▸ Source data:

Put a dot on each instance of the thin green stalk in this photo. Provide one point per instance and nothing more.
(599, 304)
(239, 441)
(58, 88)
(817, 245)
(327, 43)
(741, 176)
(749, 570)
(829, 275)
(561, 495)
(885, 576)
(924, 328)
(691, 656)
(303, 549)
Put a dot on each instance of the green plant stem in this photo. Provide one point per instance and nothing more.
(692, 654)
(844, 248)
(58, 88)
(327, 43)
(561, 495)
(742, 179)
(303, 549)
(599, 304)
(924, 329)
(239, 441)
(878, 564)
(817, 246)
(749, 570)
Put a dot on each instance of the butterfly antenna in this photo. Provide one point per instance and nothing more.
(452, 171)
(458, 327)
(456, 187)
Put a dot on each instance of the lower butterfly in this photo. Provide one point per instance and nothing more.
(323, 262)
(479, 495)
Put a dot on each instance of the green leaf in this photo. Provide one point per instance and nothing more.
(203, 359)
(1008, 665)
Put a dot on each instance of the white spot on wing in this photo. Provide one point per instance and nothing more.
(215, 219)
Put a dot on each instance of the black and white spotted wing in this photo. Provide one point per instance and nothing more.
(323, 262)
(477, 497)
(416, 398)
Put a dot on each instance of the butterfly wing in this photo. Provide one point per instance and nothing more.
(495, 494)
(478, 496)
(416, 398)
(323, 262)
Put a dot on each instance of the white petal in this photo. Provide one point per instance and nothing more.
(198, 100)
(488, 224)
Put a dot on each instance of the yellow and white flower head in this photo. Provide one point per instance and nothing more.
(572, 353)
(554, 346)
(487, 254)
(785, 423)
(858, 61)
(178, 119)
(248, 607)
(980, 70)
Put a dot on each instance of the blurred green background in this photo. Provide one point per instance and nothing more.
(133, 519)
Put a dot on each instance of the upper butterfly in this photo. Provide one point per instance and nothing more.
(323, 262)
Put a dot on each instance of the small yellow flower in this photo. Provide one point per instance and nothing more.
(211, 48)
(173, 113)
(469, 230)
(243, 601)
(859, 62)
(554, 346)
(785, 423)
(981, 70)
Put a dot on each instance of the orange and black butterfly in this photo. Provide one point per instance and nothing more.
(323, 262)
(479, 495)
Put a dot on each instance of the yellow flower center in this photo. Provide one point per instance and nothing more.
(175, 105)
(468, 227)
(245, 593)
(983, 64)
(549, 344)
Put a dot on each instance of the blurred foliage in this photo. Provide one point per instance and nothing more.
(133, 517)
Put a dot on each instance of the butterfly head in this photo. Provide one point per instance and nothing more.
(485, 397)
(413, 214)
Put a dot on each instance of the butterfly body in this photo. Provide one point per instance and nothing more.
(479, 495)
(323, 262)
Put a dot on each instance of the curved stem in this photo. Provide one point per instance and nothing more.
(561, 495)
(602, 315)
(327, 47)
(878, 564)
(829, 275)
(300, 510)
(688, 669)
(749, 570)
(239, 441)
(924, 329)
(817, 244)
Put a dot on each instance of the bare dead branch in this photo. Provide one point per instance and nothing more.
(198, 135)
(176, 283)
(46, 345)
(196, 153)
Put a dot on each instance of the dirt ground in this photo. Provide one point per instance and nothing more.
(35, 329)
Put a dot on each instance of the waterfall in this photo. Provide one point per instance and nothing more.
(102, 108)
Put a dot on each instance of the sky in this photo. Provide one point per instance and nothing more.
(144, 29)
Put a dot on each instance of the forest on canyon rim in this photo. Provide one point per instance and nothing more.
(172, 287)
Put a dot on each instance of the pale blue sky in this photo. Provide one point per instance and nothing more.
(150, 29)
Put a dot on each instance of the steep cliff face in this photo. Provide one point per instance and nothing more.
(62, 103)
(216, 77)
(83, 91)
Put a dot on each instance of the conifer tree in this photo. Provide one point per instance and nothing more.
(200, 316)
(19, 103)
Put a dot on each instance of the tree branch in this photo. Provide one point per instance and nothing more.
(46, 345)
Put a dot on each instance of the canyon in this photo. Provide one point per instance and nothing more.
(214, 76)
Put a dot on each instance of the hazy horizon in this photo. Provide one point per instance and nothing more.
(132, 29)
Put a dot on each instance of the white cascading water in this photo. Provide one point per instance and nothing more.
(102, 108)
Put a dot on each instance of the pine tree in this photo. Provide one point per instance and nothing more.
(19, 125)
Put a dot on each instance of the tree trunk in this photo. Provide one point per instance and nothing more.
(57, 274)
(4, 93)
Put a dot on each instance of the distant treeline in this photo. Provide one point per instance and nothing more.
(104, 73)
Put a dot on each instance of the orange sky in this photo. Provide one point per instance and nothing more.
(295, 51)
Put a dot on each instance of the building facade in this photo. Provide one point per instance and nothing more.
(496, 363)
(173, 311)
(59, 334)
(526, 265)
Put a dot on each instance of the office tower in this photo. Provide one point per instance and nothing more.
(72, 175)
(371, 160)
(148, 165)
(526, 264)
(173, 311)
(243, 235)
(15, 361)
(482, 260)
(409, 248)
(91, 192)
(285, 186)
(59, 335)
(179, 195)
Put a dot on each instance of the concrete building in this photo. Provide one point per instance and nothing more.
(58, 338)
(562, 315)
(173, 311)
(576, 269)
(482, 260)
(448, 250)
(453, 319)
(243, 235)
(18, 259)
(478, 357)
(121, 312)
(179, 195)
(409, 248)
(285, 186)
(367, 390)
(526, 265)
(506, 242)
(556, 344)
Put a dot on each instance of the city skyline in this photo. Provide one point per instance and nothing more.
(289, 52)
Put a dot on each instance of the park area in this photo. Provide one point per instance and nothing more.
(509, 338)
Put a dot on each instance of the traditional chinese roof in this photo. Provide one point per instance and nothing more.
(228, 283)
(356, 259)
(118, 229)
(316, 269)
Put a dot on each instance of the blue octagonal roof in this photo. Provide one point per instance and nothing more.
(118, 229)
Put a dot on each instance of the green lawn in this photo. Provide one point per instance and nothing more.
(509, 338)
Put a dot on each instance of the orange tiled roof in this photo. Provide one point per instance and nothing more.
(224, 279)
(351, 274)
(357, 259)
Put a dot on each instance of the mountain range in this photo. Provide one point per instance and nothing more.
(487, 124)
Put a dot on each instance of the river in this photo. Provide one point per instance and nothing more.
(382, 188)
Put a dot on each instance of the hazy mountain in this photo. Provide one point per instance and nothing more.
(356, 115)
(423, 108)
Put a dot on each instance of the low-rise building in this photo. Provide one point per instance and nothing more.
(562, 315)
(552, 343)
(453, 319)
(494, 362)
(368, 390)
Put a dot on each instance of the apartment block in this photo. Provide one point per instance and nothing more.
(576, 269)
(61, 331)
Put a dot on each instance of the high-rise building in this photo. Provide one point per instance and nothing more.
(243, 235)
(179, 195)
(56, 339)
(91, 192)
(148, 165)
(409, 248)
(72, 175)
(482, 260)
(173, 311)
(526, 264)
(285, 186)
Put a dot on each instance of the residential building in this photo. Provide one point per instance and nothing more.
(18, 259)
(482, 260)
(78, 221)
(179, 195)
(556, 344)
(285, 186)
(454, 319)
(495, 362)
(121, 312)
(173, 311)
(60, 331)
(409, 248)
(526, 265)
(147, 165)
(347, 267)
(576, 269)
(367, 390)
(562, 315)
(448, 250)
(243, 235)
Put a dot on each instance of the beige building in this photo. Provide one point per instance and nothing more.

▸ What to produce:
In full and without alteration, return every line above.

▸ Solution to this problem:
Put a dot on each instance of the thin green stalk in this photo. Provide one point per instance and nothing more.
(599, 304)
(239, 441)
(58, 88)
(817, 245)
(327, 43)
(741, 176)
(749, 570)
(829, 275)
(561, 495)
(885, 576)
(924, 328)
(691, 656)
(303, 549)
Put a dot on each instance of the green plant stem in this photo. Provide one point per instance and nothing more.
(692, 654)
(844, 248)
(58, 88)
(327, 43)
(561, 495)
(742, 179)
(303, 549)
(599, 304)
(924, 329)
(239, 441)
(878, 564)
(817, 246)
(749, 570)
Put a dot on each instance of the butterfly antenna in this photo. Provide one point per instance and nothing more.
(452, 171)
(458, 327)
(456, 187)
Put a dot on each instance of the lower butterfly in this photo. Provide one point per instance and nothing more.
(323, 262)
(479, 495)
Put a dot on each instance of the green leaf in this photo. Provide one point per instance and nothing more.
(203, 359)
(1008, 665)
Put a dot on each instance of the white spot on wing in this photo. Provide one point per instance and nothing more.
(215, 219)
Put a dot on each instance of the black and white spotted wing in this photo. Provide one point per instance and nothing more.
(323, 262)
(477, 497)
(416, 398)
Put a dot on each instance of the butterfly wing in this photo. Provide one point per instance and nothing more.
(495, 494)
(478, 496)
(416, 398)
(323, 262)
Put a dot on each instance of the white petal in this photo. Provide one point per instance and nothing more.
(198, 100)
(488, 224)
Put a dot on each instance of the yellow and white flower head in this photo. Provide one point per instance and nothing more.
(572, 353)
(554, 346)
(487, 254)
(785, 423)
(858, 61)
(178, 119)
(248, 607)
(980, 70)
Put a dot on each instance of the blurred green background in this photo. Provide one point per instance and nothing more.
(133, 519)
Put a dot on each instance of the upper butterfly in this photo. Provide one point per instance and nothing more.
(323, 262)
Put a dot on each instance of the small yellow flower in this photo. Provide one point per instance and nothing more.
(211, 48)
(173, 113)
(469, 230)
(243, 601)
(859, 62)
(554, 346)
(785, 423)
(981, 70)
Put a dot on each instance of the orange and black butterfly in this photo. Provide one point per instance and nothing more.
(323, 262)
(479, 495)
Put a dot on each instance of the yellow flower center in this photo. Provide one point per instance and nothing more.
(175, 105)
(468, 227)
(245, 593)
(983, 64)
(549, 344)
Put a dot on each instance of the blurred foliage in this photo. Provide one point per instance and nothing more.
(133, 517)
Put a dot on each instance of the butterfly head in this photo. Provide one point per instance and nothing more.
(485, 397)
(413, 214)
Put a dot on each instance of the butterfly body in this photo. Provide one point per instance and nothing more.
(479, 495)
(323, 262)
Put a dot on each instance of the curved stem in this photo. Provide one point per instance and nothing more.
(561, 495)
(602, 315)
(327, 47)
(878, 564)
(829, 275)
(300, 510)
(688, 669)
(749, 570)
(239, 441)
(924, 329)
(817, 244)
Put a dot on each instance of the bare dead branch in this photo. Provide one point per instance and nothing more.
(198, 135)
(176, 283)
(46, 345)
(196, 153)
Put a dot on each instance of the dirt ground in this photo. Provide one point per instance and nothing more.
(35, 329)
Put a dot on each instance of the waterfall in this photo. Provide one point per instance and nothing more.
(102, 108)
Put a dot on each instance of the sky in this photo. Provide one point per instance and nothing more.
(144, 29)
Put a dot on each instance of the forest on canyon rim in this photo. Provide one point per instance and nothing more.
(172, 287)
Put a dot on each instance of the pale blue sky in this photo. Provide one point per instance and nothing more.
(150, 29)
Put a dot on each instance of the steep cliff face in this photo. Provide one point per instance and nothing more.
(62, 103)
(216, 77)
(83, 91)
Put a dot on each instance of the conifer tree in this photo. Provide one point per instance and nothing more.
(200, 316)
(19, 103)
Put a dot on each instance of the tree branch in this photo. Provide one point per instance and nothing more.
(46, 345)
Put a dot on each instance of the canyon in this photo. Provide one point per instance and nothing more.
(214, 76)
Put a dot on each instance of the hazy horizon in this photo. Provide one point per instance and nothing more.
(132, 29)
Put a dot on each instance of the white cascading water in this photo. Provide one point per instance and nothing more.
(102, 108)
Put a dot on each instance of the pine tree in this photo. Provide one point per instance and nothing more.
(19, 125)
Put a dot on each instance of the tree trunk in this photo. Provide one point per instance and nothing more.
(57, 274)
(4, 93)
Put a dot on each instance of the distant treeline in this photo. Provide one point per instance and nothing more.
(104, 73)
Put a dot on each instance of the orange sky in this photo. Provide one point per instance and nothing more.
(295, 51)
Put a dot on each instance of the building facade in this photo. Provide one point per instance and nothing more.
(496, 363)
(173, 311)
(59, 334)
(526, 265)
Put a dot on each instance of the office tower in this photo. Provide one point per instance and nothing more.
(72, 175)
(371, 160)
(148, 165)
(526, 264)
(173, 311)
(243, 235)
(15, 361)
(482, 260)
(409, 248)
(91, 192)
(285, 186)
(59, 335)
(179, 195)
Put a dot on each instance of the concrete building in this photo. Provide one point per instance and nothing more.
(58, 338)
(562, 315)
(173, 311)
(576, 269)
(482, 260)
(448, 250)
(453, 319)
(243, 235)
(18, 259)
(478, 357)
(121, 312)
(179, 195)
(409, 248)
(285, 186)
(367, 390)
(526, 265)
(506, 242)
(556, 344)
Put a dot on each instance of the city skyline in this photo. Provide one point per instance and nothing more.
(289, 52)
Put a dot on each instance of the park area in this photo. Provide one point per instance and nothing more.
(509, 338)
Put a dot on each instance of the traditional chinese roof in this photo. Provide one point per instance and nothing more.
(228, 283)
(356, 259)
(118, 229)
(316, 269)
Put a dot on each instance of the blue octagonal roof in this photo. Provide one point per instance and nothing more.
(118, 229)
Put a dot on each instance of the green lawn in this photo. Provide one point per instance and nothing more.
(509, 338)
Put a dot on each instance of the orange tiled roof in this photo. Provide one point per instance and nothing more.
(224, 279)
(351, 274)
(357, 259)
Put a dot on each instance of the mountain range in this photo. Provide one point per instance and nothing more.
(487, 124)
Put a dot on each instance of the river in this photo. Provide one point per instance and nothing more.
(382, 188)
Put a dot on each instance of the hazy mountain in this photo. Provide one point per instance and nothing more.
(356, 115)
(423, 108)
Put a dot on each instance of the low-rise building in this photo. Provide one point per instance and nothing more.
(562, 315)
(552, 343)
(453, 319)
(494, 362)
(368, 390)
Put a dot on each instance of the apartment block in this photo. Provide one point per instance and nothing more.
(576, 269)
(61, 331)
Put a dot on each instance of the high-rise building in this photo. Provide one point per instance and nothing more.
(243, 235)
(179, 195)
(56, 339)
(91, 192)
(148, 165)
(409, 248)
(72, 175)
(482, 260)
(173, 311)
(526, 264)
(285, 186)
Put a dot on each instance of the residential building in this photo. Provide one point per instance and nothing more.
(18, 259)
(482, 260)
(78, 221)
(179, 195)
(556, 344)
(285, 186)
(454, 319)
(495, 362)
(121, 312)
(173, 311)
(60, 331)
(409, 248)
(526, 265)
(147, 165)
(347, 267)
(576, 269)
(367, 390)
(562, 315)
(448, 250)
(243, 235)
Put a dot on each instance of the beige building in this photo. Provide one point per instance and nothing more.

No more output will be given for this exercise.